Records from a dataset:
— Begin —

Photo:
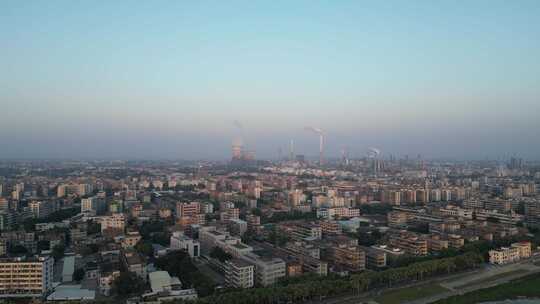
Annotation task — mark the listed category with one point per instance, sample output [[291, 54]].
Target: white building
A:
[[115, 221], [267, 270], [239, 274], [31, 277], [179, 241]]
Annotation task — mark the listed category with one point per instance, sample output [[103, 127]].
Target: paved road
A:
[[449, 281]]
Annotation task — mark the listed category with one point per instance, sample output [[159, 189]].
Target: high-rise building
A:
[[239, 274], [26, 277]]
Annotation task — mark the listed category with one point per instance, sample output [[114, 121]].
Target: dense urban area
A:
[[373, 229]]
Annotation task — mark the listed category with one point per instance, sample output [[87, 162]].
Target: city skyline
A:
[[170, 80]]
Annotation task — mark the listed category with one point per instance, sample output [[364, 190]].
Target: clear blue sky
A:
[[166, 79]]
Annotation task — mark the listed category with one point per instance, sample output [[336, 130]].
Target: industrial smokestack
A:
[[291, 150], [321, 142]]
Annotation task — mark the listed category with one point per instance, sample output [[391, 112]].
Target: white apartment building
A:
[[116, 221], [179, 241], [31, 277], [239, 274], [267, 270]]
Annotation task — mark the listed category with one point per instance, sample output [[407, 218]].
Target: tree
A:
[[78, 274], [178, 264]]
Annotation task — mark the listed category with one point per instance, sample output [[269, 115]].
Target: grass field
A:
[[528, 287], [411, 293], [493, 278]]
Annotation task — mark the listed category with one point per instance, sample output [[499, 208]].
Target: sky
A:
[[181, 79]]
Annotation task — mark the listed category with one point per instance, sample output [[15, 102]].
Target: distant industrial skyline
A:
[[181, 80]]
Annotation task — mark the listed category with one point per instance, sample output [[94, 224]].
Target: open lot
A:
[[410, 293]]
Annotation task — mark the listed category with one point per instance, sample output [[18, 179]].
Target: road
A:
[[452, 282]]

— End —

EXERCISE BRIEF =>
Please extract the lines of every one of the records above and copy them word for word, leaving out the pictures.

ANSWER FOR THE TASK =>
Photo:
Annotation task — mark the listed category with one point per instance, sample output [[291, 54]].
Target: white building
A:
[[115, 221], [267, 270], [239, 274], [31, 277], [179, 241]]
Annotation task — mark the listed category with one point per instance, sample output [[103, 127]].
Target: paved road
A:
[[449, 281]]
Annotation task — mark the listed category with one point per instance, sample output [[159, 189]].
Target: high-rise building
A:
[[239, 274], [26, 277]]
Annotation task — mark the listed category with one point per instance, sample output [[114, 121]].
Target: dense urban area
A:
[[373, 229]]
Annotation task — mark the listed category with one point per instance, sample output [[87, 162]].
Target: city skyline
A:
[[170, 80]]
Annotation task — mark the listed category with one point per instance, sample output [[364, 190]].
Target: clear blue sky
A:
[[166, 79]]
Annotation task — mark the listed category with one point per instance, sample output [[336, 130]].
Target: industrial smokestack
A:
[[291, 150], [321, 142]]
Annotation task — mark the listed category with one point per instance, sample output [[391, 112]].
Target: white apartment building
A:
[[116, 221], [179, 241], [31, 277], [239, 274], [267, 270]]
Annotation task — mark the listed category with one point per instance, sample output [[407, 218]].
Target: tree
A:
[[78, 274], [178, 264]]
Annotation task — mark the listed category with one point per instance, sample output [[269, 115]].
Target: grass field
A:
[[528, 287], [411, 293], [493, 278]]
Annotation task — mark the listed category with one point per instance, sample output [[499, 208]].
Target: sky
A:
[[181, 79]]
Annotation task — mark the listed category with one point per instance, sample output [[15, 102]].
Target: distant industrial skyline
A:
[[181, 80]]
Annotation task — mark the listed category with one point per instance, sample output [[94, 224]].
Target: open lot
A:
[[410, 293]]
Annotation task — mark the listed category with one point per instance, sample output [[18, 179]].
Target: road
A:
[[452, 282]]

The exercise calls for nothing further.